— WHAT NEEDS TO BE DONE —
Count the lines in the listing below that contain the word "grass", and reply with that number alone.

— MATERIAL SUPPLIED —
.....

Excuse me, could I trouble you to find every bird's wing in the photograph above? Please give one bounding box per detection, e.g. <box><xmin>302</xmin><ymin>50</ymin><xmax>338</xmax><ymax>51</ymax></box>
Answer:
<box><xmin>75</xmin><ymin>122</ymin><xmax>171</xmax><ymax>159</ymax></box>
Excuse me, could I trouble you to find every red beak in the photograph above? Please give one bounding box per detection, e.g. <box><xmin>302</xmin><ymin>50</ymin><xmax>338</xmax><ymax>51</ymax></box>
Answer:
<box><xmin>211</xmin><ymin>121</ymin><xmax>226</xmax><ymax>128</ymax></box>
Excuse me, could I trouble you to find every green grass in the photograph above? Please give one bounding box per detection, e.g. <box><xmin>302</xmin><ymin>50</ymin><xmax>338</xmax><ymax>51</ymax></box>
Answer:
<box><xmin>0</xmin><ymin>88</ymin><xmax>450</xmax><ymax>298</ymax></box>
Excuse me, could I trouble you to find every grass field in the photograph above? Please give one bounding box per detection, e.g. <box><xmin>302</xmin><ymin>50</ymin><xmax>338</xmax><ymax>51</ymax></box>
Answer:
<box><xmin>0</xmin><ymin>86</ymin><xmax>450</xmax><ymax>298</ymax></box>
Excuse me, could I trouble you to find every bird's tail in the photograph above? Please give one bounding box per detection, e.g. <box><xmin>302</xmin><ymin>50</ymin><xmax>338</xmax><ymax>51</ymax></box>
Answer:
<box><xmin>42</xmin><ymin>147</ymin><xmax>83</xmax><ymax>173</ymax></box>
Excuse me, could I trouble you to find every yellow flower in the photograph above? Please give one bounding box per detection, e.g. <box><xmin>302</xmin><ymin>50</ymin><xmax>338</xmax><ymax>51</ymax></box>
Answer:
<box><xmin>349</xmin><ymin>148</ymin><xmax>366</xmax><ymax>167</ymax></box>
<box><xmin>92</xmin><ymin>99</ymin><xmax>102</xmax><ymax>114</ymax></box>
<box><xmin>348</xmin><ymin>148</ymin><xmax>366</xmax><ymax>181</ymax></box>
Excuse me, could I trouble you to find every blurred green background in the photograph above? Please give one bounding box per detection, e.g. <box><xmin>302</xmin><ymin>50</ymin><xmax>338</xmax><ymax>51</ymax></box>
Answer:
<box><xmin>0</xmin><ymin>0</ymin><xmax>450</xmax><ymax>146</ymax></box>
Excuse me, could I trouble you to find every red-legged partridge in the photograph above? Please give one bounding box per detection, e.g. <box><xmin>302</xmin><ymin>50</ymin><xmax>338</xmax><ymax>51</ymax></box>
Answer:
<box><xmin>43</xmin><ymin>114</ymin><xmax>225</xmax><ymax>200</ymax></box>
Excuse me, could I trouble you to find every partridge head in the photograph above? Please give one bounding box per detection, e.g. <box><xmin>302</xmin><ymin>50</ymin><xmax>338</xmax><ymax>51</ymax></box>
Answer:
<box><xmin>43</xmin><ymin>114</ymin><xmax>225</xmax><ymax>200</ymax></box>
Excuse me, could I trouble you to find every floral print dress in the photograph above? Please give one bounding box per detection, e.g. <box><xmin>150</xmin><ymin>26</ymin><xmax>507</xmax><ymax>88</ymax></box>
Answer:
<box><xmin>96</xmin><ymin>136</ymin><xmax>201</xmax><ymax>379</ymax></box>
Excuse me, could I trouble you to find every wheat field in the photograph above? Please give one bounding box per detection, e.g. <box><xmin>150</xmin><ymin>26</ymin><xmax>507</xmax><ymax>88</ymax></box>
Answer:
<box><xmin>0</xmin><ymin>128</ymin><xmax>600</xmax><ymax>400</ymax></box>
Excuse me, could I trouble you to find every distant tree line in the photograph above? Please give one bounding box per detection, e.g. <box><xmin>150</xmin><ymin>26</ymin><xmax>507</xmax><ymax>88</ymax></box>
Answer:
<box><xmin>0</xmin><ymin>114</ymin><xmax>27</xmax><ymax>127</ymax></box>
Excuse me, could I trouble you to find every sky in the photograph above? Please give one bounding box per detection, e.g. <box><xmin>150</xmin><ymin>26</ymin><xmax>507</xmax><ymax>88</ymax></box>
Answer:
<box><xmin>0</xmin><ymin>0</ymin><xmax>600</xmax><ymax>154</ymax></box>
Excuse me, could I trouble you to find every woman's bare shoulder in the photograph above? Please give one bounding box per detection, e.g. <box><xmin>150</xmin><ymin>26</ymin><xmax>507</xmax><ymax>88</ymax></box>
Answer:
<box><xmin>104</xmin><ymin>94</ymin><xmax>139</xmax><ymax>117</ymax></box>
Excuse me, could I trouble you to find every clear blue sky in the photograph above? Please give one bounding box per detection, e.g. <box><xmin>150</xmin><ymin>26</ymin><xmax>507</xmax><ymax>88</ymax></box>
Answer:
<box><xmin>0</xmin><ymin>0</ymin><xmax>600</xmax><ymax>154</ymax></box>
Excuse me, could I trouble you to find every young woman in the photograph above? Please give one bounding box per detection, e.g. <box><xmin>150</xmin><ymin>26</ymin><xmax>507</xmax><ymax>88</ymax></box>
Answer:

.....

— EXPECTED OUTPUT —
2